• Passage shown
Radical cleric Mustafa Kamel Mustafa, then known as

Radical cleric Mustafa Kamel Mustafa, then known as Sheik Abu Hamza al-Masri, addresses a fundamentalist Islamic conference in London in this 2002 file photo. Credit: AP / Alistair Fuller

A Manhattan federal judge on Friday sentenced radical British cleric Abu Hamza al-Masri to two life sentences in prison and refused the one-eyed double amputee's plea that she order prison officials to house him in a medical facility because of his disabilities.

"There is a side of you that is evil," U.S. District Judge Katherine Forrest told the former imam of London's radical Finsbury Park mosque. "I don't believe the world will be safe with you in 10 years or 15 years."

Abu Hamza, 56, an Egyptian-born civil engineer, was convicted in May of providing advice and a satellite phone to aid a 1998 tourist kidnapping in Yemen that led to the death of four hostages, trying to establish a jihad training camp in Oregon and sending acolytes to aid the Taliban and al-Qaida.

Forrest said that even when he gets older, Abu Hamza's skill at fiery sermonizing that helped radicalize terror operatives, such as aspiring Sept. 11, 2001, hijacker Zacarias Moussaoui, would be as potent as ever.

"I could not think of a time when you would not yet again try to inspire others to do things that you could not do . . . and those actions would lead to the death of others," she said.

Abu Hamza and his lawyers conceded that he would spend most if not all of his life in custody, but they urged the judge to order special prison conditions based on his disabilities, which he testified last year resulted from an explosion during a 1993 engineering project.

The lawyers argued the United States promised Britain during lengthy extradition hearings that he would not be sent to the maximum security prison in Florence, Colorado, and asked Forrest to send him to a medical facility, or a prison where he could have a home health aide and specially designed toilet, sink and shower.

• Supplied material
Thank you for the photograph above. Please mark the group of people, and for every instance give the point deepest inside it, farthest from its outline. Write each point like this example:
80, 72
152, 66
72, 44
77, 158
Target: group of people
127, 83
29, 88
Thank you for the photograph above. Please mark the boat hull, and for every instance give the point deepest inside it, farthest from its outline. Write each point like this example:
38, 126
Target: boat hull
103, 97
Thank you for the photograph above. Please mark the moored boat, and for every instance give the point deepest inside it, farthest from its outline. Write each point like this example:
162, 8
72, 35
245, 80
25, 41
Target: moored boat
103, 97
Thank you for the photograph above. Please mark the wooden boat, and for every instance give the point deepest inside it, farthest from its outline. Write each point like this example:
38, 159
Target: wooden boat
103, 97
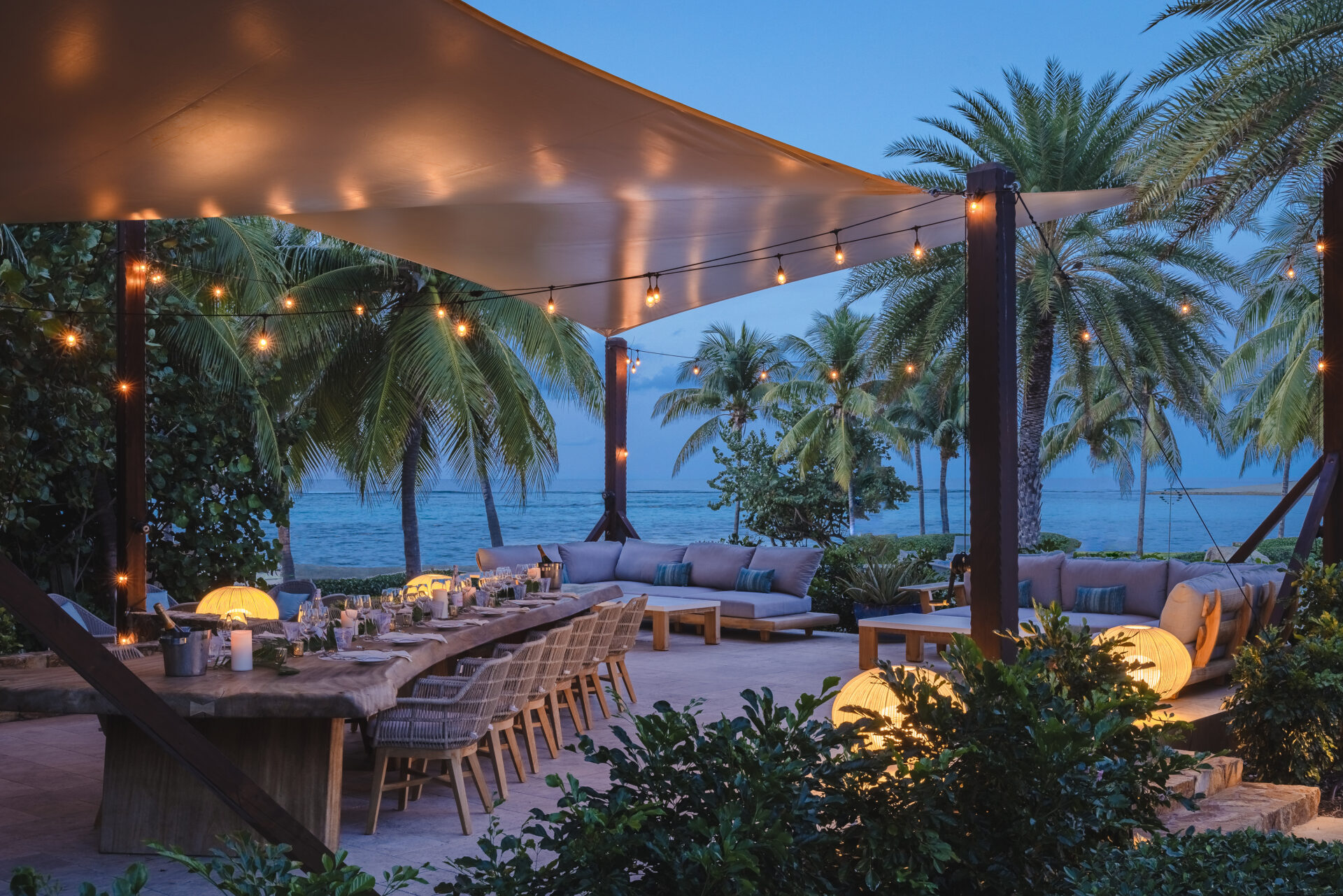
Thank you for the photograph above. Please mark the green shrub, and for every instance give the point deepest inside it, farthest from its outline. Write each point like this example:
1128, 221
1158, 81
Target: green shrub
1287, 711
772, 802
1245, 862
1051, 758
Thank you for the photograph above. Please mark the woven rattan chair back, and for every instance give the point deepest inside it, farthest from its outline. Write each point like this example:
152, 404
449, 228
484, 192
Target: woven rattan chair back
627, 629
449, 723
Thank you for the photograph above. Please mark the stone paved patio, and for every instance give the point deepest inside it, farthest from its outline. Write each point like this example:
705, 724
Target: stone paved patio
51, 769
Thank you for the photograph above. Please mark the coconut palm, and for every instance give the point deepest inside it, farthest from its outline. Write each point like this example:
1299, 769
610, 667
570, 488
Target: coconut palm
1259, 106
834, 385
731, 374
1128, 285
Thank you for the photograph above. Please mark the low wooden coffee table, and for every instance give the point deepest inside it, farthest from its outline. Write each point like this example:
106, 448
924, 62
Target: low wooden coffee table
662, 610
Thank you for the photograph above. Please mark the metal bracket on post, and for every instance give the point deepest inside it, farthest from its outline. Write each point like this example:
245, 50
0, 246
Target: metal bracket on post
991, 441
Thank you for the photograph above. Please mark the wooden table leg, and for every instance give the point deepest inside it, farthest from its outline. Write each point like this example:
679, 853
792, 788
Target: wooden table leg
914, 646
867, 648
661, 629
148, 795
712, 626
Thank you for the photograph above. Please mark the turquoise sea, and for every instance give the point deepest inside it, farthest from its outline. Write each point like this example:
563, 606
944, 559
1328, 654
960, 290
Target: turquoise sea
335, 528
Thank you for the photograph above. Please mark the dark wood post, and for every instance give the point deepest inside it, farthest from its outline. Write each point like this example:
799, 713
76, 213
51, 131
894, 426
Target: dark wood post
991, 439
617, 455
132, 509
1331, 348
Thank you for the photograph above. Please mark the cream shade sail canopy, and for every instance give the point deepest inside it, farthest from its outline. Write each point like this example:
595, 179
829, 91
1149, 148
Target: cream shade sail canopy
429, 131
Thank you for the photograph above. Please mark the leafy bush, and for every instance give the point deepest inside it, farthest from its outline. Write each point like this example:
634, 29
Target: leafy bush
1052, 758
1245, 862
1287, 711
770, 802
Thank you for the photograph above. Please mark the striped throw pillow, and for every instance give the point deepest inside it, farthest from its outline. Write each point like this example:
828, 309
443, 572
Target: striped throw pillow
676, 574
1102, 599
756, 581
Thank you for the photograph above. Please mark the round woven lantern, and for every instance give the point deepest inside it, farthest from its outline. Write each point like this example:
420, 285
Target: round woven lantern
872, 692
1167, 664
241, 598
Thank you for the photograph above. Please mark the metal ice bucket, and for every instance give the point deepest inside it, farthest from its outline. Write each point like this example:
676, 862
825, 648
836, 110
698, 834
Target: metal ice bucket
185, 657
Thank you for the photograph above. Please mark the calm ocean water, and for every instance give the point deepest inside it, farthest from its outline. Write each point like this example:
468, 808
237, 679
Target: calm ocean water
335, 528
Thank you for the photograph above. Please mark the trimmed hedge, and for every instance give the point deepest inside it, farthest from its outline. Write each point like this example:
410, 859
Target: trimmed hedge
1245, 862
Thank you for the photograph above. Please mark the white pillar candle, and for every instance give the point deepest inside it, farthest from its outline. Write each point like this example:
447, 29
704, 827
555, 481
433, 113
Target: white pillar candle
241, 649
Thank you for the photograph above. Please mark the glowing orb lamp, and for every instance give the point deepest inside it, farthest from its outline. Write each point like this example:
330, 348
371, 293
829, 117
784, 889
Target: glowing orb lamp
871, 691
1166, 662
252, 602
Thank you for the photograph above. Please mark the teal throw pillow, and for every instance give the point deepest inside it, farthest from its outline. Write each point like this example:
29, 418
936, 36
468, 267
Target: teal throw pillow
677, 574
287, 604
756, 581
1109, 601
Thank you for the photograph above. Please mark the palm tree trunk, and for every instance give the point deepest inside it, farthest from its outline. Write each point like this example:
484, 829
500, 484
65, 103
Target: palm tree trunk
286, 557
1287, 483
923, 528
410, 520
1035, 399
492, 515
1142, 502
941, 493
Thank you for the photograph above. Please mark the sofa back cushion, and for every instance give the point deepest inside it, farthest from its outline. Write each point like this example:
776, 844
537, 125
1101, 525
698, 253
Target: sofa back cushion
1042, 573
639, 559
590, 560
511, 555
715, 564
1143, 581
793, 567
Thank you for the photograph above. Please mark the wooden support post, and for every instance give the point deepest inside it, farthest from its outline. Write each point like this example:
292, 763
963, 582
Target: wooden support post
617, 455
134, 699
132, 508
1331, 348
991, 439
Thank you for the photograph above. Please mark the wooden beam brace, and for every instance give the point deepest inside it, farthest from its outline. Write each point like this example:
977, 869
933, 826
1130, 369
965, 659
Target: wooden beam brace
134, 699
991, 336
1283, 508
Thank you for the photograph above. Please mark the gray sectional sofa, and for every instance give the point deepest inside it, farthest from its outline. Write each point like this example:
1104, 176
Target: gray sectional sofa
713, 575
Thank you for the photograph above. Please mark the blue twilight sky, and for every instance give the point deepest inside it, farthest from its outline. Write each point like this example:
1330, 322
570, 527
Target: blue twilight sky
841, 80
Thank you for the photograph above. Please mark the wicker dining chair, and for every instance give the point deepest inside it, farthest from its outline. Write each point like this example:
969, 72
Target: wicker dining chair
445, 730
518, 687
576, 655
588, 680
535, 712
626, 633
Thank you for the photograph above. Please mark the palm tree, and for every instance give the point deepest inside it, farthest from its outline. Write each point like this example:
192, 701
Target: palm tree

• Required actions
1. Answer these from the article on Abu Hamza's sentencing:
(a) How old is Abu Hamza?
(b) In what year did the tourist kidnapping in Yemen take place?
(c) According to his testimony, what caused Abu Hamza's disabilities?
2. Carry the article on Abu Hamza's sentencing forward from its last sentence.

• Results
1.
(a) 56
(b) 1998
(c) An explosion during a 1993 engineering project

2.
"My concern is to make sure it is not a back door for crucifixion, not a back door for torture," Abu Hamza, who also suffers from diabetes, told the judge. "Security issues should not be used to confiscate human rights issues."

But Forrest rejected the request, telling Abu Hamza the government made no explicit promises to Britain and prison officials were capable of finding an appropriate facility -- and reminding him that his disabilities were nothing new.

"You had these disabilities at the time you committed the crimes," she said. "You knew the risks."

In other remarks, Abu Hamza repeated calls he made at trial for an investigation to determine the actual cause of the collapse of the Twin Towers, and he continued to insist he was wrongly convicted.

"I do maintain my innocence from all these charges, and I do pray the Almighty allows the truth and my innocence to prevail," he said.

The judge, however, reminded him of speeches in which he called for killing infidels, and cited his cool demeanor when he was interviewed after the Yemen hostage-taking by Mary Quin, one of the hostages who survived.

"You have not expressed sympathy or remorse for the victims of the kidnapping," the judge said. "I believe you believe your actions were proper and you have not had a change of heart."